EXERCISE DETAILS
Retype exactly the stretch of lines that begins at the line containing "Where can the snow mound" and ends at the last line of the data, with no other lines.

Saved entries:
++++++++++
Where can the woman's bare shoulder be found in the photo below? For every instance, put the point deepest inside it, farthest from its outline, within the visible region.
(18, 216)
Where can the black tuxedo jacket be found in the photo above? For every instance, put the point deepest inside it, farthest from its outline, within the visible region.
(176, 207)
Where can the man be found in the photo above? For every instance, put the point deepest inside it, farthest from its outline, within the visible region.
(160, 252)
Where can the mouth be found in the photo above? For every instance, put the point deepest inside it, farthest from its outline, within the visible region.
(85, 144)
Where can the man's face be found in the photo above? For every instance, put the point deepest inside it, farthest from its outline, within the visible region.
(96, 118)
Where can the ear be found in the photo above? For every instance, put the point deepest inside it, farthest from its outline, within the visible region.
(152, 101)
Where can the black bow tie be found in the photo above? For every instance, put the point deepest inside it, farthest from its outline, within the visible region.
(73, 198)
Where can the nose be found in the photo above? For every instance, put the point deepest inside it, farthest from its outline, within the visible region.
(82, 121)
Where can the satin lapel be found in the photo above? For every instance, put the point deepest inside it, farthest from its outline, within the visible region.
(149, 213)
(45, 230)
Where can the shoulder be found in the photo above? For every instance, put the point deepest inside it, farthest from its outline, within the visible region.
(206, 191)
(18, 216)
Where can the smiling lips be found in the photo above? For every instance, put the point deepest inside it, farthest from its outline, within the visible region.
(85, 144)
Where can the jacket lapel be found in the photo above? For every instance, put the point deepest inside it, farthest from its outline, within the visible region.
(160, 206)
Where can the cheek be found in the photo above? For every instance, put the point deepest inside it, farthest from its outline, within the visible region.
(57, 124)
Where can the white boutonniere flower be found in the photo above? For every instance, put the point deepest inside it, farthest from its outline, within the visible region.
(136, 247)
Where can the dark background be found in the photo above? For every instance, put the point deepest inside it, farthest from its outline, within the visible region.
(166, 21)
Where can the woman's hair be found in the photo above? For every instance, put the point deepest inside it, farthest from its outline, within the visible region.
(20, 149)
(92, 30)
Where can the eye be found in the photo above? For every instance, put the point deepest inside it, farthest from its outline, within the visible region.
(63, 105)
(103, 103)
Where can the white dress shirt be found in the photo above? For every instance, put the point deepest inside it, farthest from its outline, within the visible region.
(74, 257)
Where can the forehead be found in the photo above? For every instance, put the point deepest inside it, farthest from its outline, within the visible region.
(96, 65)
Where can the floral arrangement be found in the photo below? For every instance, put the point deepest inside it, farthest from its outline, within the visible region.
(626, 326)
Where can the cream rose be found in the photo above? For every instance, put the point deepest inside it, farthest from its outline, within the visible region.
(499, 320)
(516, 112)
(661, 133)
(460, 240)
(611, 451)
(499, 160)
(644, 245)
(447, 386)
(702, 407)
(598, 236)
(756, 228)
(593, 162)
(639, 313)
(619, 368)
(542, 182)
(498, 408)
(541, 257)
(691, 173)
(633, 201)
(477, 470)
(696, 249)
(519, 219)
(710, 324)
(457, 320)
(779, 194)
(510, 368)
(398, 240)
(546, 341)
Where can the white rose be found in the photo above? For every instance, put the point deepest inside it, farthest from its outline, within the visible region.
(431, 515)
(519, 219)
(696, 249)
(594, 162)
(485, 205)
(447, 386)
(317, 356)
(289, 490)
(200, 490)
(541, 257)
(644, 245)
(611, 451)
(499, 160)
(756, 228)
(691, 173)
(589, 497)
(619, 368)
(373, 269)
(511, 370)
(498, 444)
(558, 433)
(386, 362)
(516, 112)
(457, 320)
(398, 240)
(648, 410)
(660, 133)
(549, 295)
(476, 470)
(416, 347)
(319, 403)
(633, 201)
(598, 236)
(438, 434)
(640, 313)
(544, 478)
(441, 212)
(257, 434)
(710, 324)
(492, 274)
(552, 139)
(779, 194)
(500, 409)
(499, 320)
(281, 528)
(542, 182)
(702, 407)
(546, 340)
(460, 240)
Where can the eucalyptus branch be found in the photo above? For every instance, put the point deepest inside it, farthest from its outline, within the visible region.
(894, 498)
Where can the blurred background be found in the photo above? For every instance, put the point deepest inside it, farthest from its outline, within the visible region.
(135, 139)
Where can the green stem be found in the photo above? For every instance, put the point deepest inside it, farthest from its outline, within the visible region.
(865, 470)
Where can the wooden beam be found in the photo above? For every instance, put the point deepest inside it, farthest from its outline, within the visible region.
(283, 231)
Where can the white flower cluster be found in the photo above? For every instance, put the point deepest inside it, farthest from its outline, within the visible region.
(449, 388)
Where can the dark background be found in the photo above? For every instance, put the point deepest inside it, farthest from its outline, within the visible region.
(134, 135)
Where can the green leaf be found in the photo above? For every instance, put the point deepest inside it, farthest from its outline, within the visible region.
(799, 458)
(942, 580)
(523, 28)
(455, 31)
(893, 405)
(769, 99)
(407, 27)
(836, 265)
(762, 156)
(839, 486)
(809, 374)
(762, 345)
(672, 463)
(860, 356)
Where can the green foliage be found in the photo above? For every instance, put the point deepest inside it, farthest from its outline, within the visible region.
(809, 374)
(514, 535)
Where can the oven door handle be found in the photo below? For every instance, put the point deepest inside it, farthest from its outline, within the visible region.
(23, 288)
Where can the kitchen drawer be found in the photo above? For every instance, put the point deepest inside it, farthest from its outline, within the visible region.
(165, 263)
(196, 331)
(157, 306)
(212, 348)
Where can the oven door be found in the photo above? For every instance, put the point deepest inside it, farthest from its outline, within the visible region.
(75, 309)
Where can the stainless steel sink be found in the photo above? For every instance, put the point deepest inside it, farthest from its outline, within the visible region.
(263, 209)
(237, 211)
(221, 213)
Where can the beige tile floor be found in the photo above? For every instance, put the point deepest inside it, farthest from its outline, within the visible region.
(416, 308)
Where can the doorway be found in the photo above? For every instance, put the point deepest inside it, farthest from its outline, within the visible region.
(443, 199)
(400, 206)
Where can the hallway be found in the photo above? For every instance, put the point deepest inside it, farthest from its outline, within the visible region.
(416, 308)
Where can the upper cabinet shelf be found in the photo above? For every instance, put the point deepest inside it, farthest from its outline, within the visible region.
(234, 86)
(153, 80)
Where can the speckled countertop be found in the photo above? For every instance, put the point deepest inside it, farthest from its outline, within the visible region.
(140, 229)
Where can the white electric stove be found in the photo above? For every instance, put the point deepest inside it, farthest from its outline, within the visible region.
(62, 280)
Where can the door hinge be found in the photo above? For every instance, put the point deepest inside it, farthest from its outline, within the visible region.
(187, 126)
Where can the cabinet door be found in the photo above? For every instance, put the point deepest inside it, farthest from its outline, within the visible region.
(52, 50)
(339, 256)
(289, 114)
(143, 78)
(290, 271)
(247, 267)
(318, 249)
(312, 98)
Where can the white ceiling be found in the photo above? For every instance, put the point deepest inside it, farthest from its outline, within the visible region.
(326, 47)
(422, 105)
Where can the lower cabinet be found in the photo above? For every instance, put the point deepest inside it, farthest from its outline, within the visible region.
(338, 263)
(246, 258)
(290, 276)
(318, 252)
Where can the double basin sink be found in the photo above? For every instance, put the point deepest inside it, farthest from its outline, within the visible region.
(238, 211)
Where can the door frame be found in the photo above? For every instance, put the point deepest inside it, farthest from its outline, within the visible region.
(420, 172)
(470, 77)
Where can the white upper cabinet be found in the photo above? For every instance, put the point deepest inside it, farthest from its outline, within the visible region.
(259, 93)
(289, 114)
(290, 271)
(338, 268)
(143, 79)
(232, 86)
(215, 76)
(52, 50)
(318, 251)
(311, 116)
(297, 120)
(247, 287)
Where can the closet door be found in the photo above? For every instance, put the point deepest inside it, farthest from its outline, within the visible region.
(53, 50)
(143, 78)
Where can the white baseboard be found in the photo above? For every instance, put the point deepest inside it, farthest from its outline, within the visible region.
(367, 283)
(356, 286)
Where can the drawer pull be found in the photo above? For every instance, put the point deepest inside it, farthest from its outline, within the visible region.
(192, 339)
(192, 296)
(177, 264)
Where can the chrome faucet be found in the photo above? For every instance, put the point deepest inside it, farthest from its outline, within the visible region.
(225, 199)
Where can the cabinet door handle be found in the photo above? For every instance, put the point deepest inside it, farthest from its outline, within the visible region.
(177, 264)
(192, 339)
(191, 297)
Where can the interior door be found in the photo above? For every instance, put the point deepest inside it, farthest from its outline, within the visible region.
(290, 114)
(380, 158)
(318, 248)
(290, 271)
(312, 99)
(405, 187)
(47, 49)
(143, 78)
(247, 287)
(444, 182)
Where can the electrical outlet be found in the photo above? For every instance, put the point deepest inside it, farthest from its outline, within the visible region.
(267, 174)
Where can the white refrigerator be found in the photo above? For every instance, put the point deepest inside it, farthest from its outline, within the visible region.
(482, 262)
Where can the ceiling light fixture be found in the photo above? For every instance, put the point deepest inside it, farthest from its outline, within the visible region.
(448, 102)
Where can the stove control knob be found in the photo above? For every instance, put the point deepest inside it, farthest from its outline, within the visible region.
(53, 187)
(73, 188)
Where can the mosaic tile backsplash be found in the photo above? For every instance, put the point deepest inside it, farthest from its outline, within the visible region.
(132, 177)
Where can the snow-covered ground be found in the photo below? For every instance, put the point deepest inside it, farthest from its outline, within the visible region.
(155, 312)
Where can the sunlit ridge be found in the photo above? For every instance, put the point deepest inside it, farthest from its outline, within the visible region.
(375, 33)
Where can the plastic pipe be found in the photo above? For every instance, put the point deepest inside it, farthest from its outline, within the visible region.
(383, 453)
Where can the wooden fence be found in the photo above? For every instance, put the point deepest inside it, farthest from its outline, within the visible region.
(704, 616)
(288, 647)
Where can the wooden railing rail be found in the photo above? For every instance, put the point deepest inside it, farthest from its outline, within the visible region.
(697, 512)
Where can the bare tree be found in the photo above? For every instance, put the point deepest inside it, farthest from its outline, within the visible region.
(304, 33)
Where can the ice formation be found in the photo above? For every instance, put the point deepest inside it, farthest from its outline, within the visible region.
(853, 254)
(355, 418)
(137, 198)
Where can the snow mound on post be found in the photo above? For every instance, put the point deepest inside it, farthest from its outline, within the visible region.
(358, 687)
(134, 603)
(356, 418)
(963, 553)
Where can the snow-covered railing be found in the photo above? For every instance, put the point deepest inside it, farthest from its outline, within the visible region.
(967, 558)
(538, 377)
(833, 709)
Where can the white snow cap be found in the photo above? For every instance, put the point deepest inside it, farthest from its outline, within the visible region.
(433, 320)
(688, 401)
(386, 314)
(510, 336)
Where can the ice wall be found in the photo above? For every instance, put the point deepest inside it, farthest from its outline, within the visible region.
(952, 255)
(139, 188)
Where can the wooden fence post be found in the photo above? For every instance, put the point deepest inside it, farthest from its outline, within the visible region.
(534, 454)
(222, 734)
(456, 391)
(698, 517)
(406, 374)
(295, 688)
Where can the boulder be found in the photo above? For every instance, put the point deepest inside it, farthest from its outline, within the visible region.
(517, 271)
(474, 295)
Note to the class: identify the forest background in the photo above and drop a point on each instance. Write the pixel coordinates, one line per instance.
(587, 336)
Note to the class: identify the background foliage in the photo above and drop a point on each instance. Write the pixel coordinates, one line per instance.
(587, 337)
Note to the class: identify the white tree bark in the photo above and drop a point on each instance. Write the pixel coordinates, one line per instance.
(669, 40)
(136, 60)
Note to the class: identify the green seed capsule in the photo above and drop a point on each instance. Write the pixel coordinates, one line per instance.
++++++++++
FULL ANSWER
Where can the snow mound on post be found in the photo above? For every instance, put the point deepest inside it, farthest from its outline, within the visible region.
(358, 687)
(134, 603)
(356, 418)
(963, 553)
Where can the snow-covered railing be found in the photo above? For every instance, put the point deepest inside it, farthest from its outline, within the visible region.
(967, 558)
(538, 377)
(833, 709)
Where can the white snow cap be found in the photo above? For every instance, put the point deepest inside it, farthest from its outline, within the visible region.
(433, 320)
(688, 401)
(386, 314)
(510, 336)
Where can the ice wall be found in the photo above? For every instance, put the point deepest inside it, farthest from its outline, within the visible region.
(952, 255)
(139, 188)
Where can the wooden fence post be found in the photo above? For every instance, put the point deepest inside it, farthest from its outline, within the visible region.
(534, 454)
(222, 734)
(456, 391)
(698, 517)
(406, 374)
(295, 688)
Where can the boulder be found in the photo above? For every instance, put the point deepest inside it, farthest from its outline, within the visible region.
(517, 271)
(474, 295)
Note to the class: identify the forest background in the photo above and drop a point on each instance. Write the pixel coordinates, one line per instance.
(587, 336)
Note to the class: identify the background foliage in the photo above and drop a point on each instance. Write the pixel coordinates, one line per instance.
(587, 337)
Note to the class: identify the white tree bark in the photo above and drop a point on each instance. Write the pixel coordinates, one line per instance.
(669, 40)
(136, 60)
Note to the class: identify the green seed capsule in the photo above and drop a point on each instance. Write the pixel coordinates, one line per instance.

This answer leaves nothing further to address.